### [SÉRIE D'EXERCICES]
(1) Dans le texte sur la fiscalité des œuvres d'art, à quelle part de la valeur du bien le crédit d'impôt prévu à l'article 3 est-il égal ?
(2) Poursuivez le texte sur la fiscalité des œuvres d'art à partir de sa dernière phrase.

L'exonération est donc limitée aux oeuvres effectivement mises en
vente sans englober celles simplement exposées à l'occasion de la
vente ou dont la reproduction servirait à la description des oeuvres
mises en vente. On note que la mesure est non discriminatoire entre galeries et
maisons de vente.
Il s'agit en quelque sorte d'éviter une redondance en ne soumettant pas
au droit de reproduction des oeuvres entrant dans le cadre du droit de suite.
Le dispositif retenu est celui qui résulte du large débat qui a
eu lieu en commission des Lois à l'occasion de l'examen par cette
dernière des amendements extérieurs en deuxième lecture du
projet de loi relatif aux ventes publiques de meubles aux enchères.
Le
texte
est donc
encore en navette
mais votre rapporteur a cru
bon de le reprendre dans le cadre de cette proposition de loi dans la mesure
où il y a vu l'occasion de débattre de la question avec la
ministre de la Culture.
Décision de la commission : Votre commission vous demande
d'adopter cet article.
ARTICLE 3
Octroi d'un crédit
d'impôt
en matière de droits de mutation aux personnes faisant don à
l'État d'une oeuvre d'art, de livres, d'objet de collection ou de
documents de haute valeur artistique ou historique
Commentaire : La mesure proposée - qui n'a jamais
été présentée au Sénat - a pour objet
d'octroyer à toute personne faisant don à l'État d'une
oeuvre d'art, de livres, d'objet de collection ou de documents de haute valeur
artistique ou historique dans les conditions prévues à l'article
1131 du code général des impôts, d'un crédit
d'impôt en matière de droits de mutation, égal au tiers de
la valeur du bien fixée par la commission des dations. On note que le
don peut être fait avec réserve d'usufruit, moyennant une
diminution de la valeur du don calculée suivant le barème du code
général des impôts partageant la valeur d'un bien entre
usufruit et nue-propriété en fonction de l'âge de
l'usufruitier.

[Lignes de pointage d'objets nommés]
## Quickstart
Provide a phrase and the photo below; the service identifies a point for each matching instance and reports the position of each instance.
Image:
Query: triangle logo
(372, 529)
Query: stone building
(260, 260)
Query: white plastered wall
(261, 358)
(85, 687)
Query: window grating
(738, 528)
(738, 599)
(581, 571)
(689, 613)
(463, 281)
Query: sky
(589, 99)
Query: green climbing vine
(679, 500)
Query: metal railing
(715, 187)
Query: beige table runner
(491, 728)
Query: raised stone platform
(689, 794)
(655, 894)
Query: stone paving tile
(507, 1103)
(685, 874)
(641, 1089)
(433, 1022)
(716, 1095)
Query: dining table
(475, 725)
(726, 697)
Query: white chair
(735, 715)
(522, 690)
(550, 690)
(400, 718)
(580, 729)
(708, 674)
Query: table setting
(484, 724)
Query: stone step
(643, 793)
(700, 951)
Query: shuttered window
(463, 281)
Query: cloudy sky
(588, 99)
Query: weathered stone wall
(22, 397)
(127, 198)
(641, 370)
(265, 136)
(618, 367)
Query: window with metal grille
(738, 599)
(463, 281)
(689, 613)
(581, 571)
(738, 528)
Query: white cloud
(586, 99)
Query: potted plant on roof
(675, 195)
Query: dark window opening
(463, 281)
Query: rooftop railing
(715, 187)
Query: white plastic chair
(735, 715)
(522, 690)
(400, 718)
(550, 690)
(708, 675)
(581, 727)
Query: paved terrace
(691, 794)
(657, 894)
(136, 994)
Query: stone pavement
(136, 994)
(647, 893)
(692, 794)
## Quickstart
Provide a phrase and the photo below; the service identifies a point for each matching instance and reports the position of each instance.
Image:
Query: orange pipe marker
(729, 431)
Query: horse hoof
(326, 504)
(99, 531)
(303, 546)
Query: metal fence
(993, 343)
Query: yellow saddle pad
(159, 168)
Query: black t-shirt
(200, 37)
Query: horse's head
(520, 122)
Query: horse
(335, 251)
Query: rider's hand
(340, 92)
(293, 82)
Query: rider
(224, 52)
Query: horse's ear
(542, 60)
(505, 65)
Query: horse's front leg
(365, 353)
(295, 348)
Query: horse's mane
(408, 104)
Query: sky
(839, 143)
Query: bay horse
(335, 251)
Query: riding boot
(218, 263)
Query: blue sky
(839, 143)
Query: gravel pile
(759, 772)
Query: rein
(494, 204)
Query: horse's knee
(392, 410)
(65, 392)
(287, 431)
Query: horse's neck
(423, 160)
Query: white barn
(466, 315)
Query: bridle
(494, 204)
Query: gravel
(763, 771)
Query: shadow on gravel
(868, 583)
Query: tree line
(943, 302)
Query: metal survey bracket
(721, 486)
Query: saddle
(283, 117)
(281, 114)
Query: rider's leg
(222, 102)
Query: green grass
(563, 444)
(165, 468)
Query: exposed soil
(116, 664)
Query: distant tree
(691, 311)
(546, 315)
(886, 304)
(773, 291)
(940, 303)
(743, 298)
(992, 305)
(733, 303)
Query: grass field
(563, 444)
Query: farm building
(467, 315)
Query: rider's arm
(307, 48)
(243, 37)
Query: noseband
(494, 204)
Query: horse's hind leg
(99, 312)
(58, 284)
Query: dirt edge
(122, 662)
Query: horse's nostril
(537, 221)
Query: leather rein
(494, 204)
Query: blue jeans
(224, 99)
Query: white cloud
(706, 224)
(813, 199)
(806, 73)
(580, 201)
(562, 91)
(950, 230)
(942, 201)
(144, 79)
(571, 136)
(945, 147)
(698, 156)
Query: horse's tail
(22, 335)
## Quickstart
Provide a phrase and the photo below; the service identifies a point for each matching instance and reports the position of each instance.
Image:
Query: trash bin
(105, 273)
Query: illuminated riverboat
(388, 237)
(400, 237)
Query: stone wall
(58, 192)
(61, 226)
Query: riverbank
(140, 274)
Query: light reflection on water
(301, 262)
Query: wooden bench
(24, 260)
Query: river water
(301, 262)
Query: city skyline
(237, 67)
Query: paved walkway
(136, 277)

### [RÉPONSES AUX EXERCICES]
(1) Il est égal au tiers de la valeur du bien fixée par la commission des dations.

(2)
Il s'agit d'encourager les manifestations de générosité
des personnes privées par l'octroi d'un avantage fiscal suivant un
principe analogue à celui en vigueur depuis longtemps en matière
d'impôt sur le revenu. L'État prend donc à sa charge sous
forme de déduction du revenu imposable ou de crédit d'impôt
une partie du don effectué par le contribuable.
En l'occurrence, le dispositif proposé tend
à rendre plus
incitatif le régime de l'article 1131 du code général des
impôts
en concrétisant une idée contenue dans le
rapport de M. Maurice Aicardi : " l'acquéreur devrait
bénéficier d'un crédit d'impôt (sur le revenu, sur
la fortune, sur les sociétés, droits de mutation) égal
selon les cas à la totalité, si la donation est pure et simple,
ou à une fraction du prix d'acquisition, s'il se réserve un
usufruit limité dans le temps ".
S'agissant d'un mécanisme fiscal novateur, votre commission a
préféré s'en tenir à des paramètres
plutôt restrictifs : limitation du crédit d'impôt aux
seuls droits de mutation, compte tenu des nouvelles possibilités
envisagées en matière d'impôt sur le revenu ; fixation
du crédit d'impôt au niveau relativement modéré du
tiers de la valeur du don, telle qu'agrée par la commission des dations.
L'avantage fiscal se justifie par le fait qu'il fait jouer
un effet de
levier en faveur de l'enrichissement des collections publiques
. Il s'agit
d'un
mécanisme soumis à agrément
et donc au
coût entièrement contrôlable
par l'administration.
Décision de la commission : Votre commission vous demande
d'adopter cet article.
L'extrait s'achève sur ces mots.